What to work on -> Retype the complete listing without any change.

------------------------------------

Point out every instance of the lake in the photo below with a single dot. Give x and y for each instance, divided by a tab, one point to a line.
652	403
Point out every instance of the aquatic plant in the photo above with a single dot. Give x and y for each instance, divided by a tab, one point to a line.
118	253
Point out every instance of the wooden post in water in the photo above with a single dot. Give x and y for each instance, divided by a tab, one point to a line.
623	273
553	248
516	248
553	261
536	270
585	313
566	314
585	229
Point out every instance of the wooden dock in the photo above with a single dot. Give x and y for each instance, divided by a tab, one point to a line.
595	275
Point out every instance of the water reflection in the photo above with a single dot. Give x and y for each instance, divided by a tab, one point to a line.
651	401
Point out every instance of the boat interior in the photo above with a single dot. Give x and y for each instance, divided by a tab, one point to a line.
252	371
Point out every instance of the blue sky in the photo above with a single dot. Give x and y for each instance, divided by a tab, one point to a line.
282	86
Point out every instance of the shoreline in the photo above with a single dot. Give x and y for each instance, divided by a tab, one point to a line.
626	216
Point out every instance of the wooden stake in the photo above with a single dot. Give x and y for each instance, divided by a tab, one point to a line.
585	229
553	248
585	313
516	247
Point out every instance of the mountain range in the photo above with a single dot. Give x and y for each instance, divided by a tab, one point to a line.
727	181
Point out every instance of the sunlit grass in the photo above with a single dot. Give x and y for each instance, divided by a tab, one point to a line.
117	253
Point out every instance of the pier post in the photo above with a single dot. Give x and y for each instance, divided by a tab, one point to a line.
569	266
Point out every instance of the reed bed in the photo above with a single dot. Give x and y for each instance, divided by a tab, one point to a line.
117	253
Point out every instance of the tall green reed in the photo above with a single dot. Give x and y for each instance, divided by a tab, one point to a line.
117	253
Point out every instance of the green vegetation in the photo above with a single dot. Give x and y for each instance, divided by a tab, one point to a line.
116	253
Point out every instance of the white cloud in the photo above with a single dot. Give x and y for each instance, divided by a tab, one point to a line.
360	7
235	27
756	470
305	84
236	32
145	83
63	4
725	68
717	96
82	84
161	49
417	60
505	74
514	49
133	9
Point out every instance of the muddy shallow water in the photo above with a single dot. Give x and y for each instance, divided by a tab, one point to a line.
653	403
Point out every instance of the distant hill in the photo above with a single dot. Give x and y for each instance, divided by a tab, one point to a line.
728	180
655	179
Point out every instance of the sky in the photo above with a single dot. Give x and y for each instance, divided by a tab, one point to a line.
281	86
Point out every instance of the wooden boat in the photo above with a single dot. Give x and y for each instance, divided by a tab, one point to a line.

------------------------------------

Response ->
Point out every instance of the lake in the photo below with a single dot. Give x and y for each instance, divided by a tab, one point to a line.
652	403
Point out every instance of the aquatic plant in the photo above with a single dot. Give x and y for each instance, divided by a tab, one point to a line.
118	253
Point out every instance of the wooden post in water in the photo above with a single dot. Give x and y for each instance, divided by a tab, one point to a line.
623	273
553	248
516	248
553	261
536	270
585	313
566	314
585	229
Point out every instance of the wooden dock in the photo above with a single dot. Give x and y for each instance, divided by a tab, one point to a line.
595	275
Point out every instance of the water reflection in the photo above with a single dot. Give x and y for each instance, divided by a tab, one point to a line.
651	401
Point out every instance of the boat interior in the photo above with a single dot. Give x and y for each instance, divided by a tab, one point to a line.
252	371
Point out every instance of the blue sky in the photo above with a single dot. Give x and y for each instance, divided by a tab, one point to a line.
282	86
Point out every instance of the shoreline in the photo above with a single dot. Give x and y for each instance, divided by a tab, one point to a line.
626	216
Point out every instance of the wooden stake in the photo above with a single dot. Give x and y for each instance, divided by a tab, one point to a line.
585	229
553	248
585	313
516	247
Point out every instance of the mountain range in the photo above with a single dot. Give x and y for each instance, divided by a tab, one point to a line.
727	181
Point out every instance of the sunlit grass in the photo above with a single dot. Give x and y for each instance, divided by a tab, one point to a line.
117	253
Point out every instance of the pier post in the photo above with a single dot. Give x and y for each instance, divided by a tab, one point to a line.
569	266
Point out every instance of the reed bed in the photo above with a single dot. Give x and y for each instance, divided by a tab, one point to a line.
117	253
Point out every instance of the tall green reed in the photo above with a single dot. Give x and y for each instance, divided by a tab, one point to a line.
117	253
Point out every instance of the green vegetation in the photo above with a single dot. Give x and y for each instance, divided by a tab, one point to a line.
116	253
Point out every instance of the white cloud in the photo above with a single dot. Give x and y for each instance, divided by a tab, one point to a line.
360	7
235	27
756	470
305	84
236	32
145	83
63	4
725	68
717	96
82	84
161	49
417	60
505	74
514	49
133	9
Point out every instance of the muddy shallow water in the photo above with a single dot. Give x and y for each instance, divided by a tab, one point to a line.
653	403
Point out every instance of the distant hill in the photo above with a single dot. Give x and y for each instance, divided by a tab, one point to a line.
728	180
655	179
Point out every instance of the sky in the photo above with a single dot. Give x and y for each instance, divided by a tab, one point to a line.
281	86
Point out every instance of the wooden boat in the photo above with a single dot. Give x and y for each instance, divided by a tab, one point to a line.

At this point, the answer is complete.